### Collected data

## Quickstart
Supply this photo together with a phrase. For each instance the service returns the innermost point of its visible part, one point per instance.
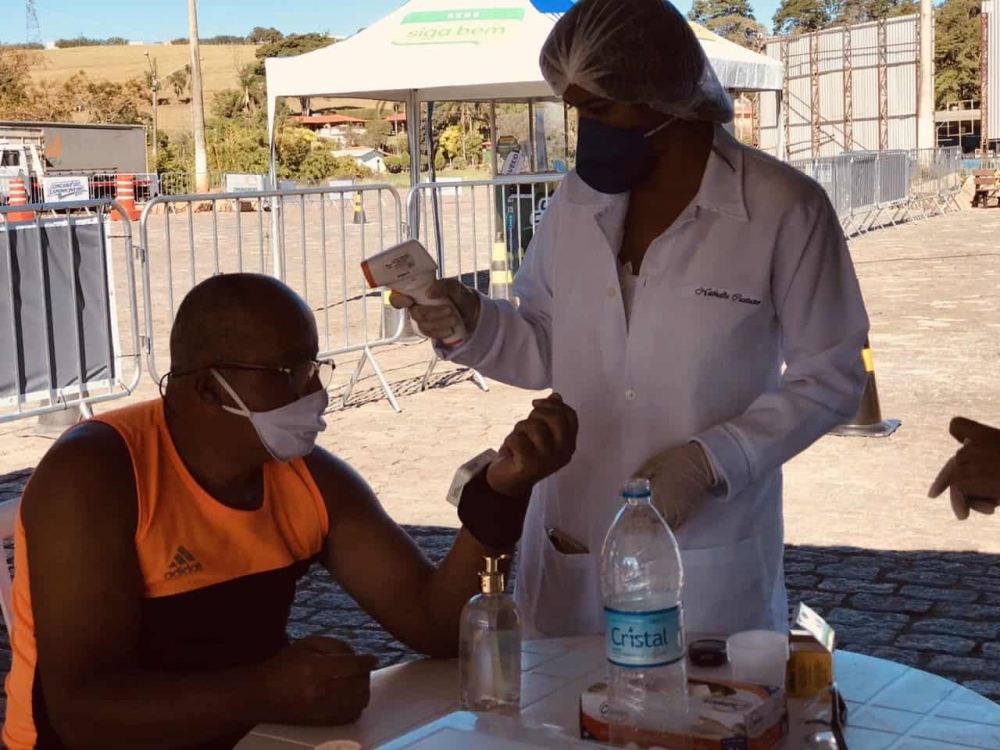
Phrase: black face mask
(614, 160)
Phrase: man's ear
(207, 388)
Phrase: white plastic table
(891, 706)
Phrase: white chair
(8, 520)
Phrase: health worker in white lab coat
(673, 274)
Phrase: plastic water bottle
(641, 579)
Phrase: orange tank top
(219, 581)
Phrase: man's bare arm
(80, 507)
(383, 569)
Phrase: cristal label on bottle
(643, 640)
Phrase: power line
(33, 32)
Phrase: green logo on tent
(458, 26)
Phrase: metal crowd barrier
(313, 239)
(146, 186)
(61, 322)
(479, 230)
(871, 189)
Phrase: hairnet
(635, 52)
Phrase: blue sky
(149, 21)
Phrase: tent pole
(493, 138)
(532, 139)
(277, 254)
(781, 149)
(566, 131)
(413, 137)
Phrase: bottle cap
(491, 580)
(637, 487)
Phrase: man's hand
(680, 479)
(318, 681)
(973, 474)
(538, 447)
(440, 321)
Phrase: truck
(33, 150)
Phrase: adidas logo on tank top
(182, 564)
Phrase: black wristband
(494, 519)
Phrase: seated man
(973, 473)
(165, 540)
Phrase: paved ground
(893, 570)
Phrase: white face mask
(289, 431)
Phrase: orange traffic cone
(125, 197)
(868, 421)
(19, 197)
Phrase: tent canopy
(464, 50)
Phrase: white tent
(467, 50)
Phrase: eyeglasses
(299, 375)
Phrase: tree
(956, 53)
(290, 46)
(180, 82)
(227, 104)
(260, 35)
(801, 16)
(377, 134)
(731, 19)
(15, 79)
(100, 101)
(234, 146)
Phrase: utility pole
(926, 134)
(197, 103)
(154, 85)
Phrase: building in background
(849, 88)
(336, 128)
(371, 158)
(989, 72)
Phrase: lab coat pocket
(724, 589)
(567, 601)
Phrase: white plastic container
(759, 656)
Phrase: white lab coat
(754, 273)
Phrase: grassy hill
(220, 64)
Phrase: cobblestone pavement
(938, 611)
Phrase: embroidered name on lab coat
(705, 291)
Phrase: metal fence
(66, 307)
(871, 189)
(313, 239)
(479, 230)
(100, 187)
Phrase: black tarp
(55, 313)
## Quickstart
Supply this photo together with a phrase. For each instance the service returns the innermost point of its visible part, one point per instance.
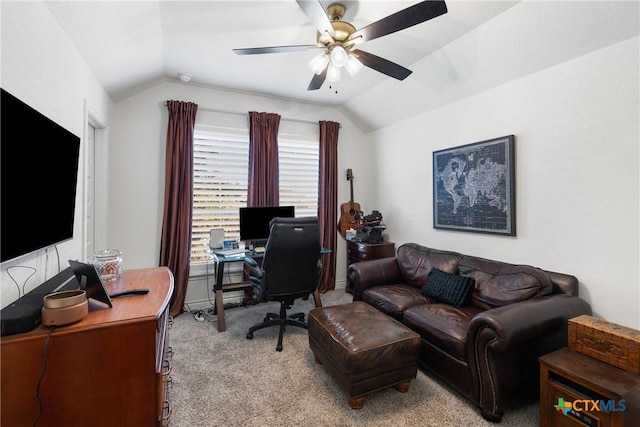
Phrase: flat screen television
(254, 221)
(38, 179)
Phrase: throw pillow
(448, 288)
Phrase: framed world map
(474, 187)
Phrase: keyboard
(229, 252)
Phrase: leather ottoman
(363, 349)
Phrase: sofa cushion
(442, 325)
(498, 283)
(448, 288)
(416, 261)
(393, 300)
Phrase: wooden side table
(357, 251)
(569, 377)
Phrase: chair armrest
(526, 321)
(365, 274)
(252, 269)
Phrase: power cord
(33, 271)
(44, 370)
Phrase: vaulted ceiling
(132, 45)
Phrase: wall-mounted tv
(38, 179)
(254, 221)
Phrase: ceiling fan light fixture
(353, 65)
(339, 56)
(319, 62)
(333, 73)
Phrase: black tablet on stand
(90, 281)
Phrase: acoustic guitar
(350, 216)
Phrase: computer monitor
(254, 222)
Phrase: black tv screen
(39, 174)
(254, 221)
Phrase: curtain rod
(239, 113)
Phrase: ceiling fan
(337, 39)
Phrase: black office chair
(289, 270)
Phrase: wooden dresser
(357, 251)
(109, 369)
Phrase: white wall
(43, 69)
(138, 140)
(577, 162)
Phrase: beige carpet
(223, 379)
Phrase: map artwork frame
(474, 187)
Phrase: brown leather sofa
(488, 347)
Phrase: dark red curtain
(328, 201)
(175, 245)
(263, 181)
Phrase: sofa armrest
(365, 274)
(504, 343)
(526, 321)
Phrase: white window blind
(220, 180)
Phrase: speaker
(216, 238)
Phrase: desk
(219, 288)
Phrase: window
(220, 165)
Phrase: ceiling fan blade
(317, 15)
(406, 18)
(382, 65)
(276, 49)
(318, 80)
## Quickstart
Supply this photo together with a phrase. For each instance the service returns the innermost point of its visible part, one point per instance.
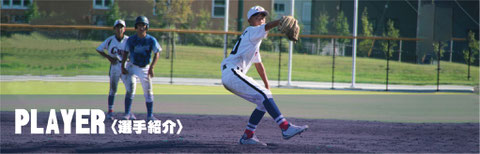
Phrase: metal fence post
(279, 60)
(400, 52)
(469, 61)
(333, 63)
(438, 64)
(388, 62)
(172, 39)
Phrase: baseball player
(139, 49)
(234, 78)
(114, 46)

### TASK DESCRIPTION
Your task is to transcribe exactly the lines from the one with "Phrase: metal fence post" through the end of the data, both included, and nothing besides.

### WORKED SOLUTION
Phrase: metal fence post
(279, 60)
(400, 52)
(469, 61)
(333, 63)
(438, 64)
(388, 62)
(172, 39)
Phrase: baseball player
(139, 49)
(234, 78)
(114, 46)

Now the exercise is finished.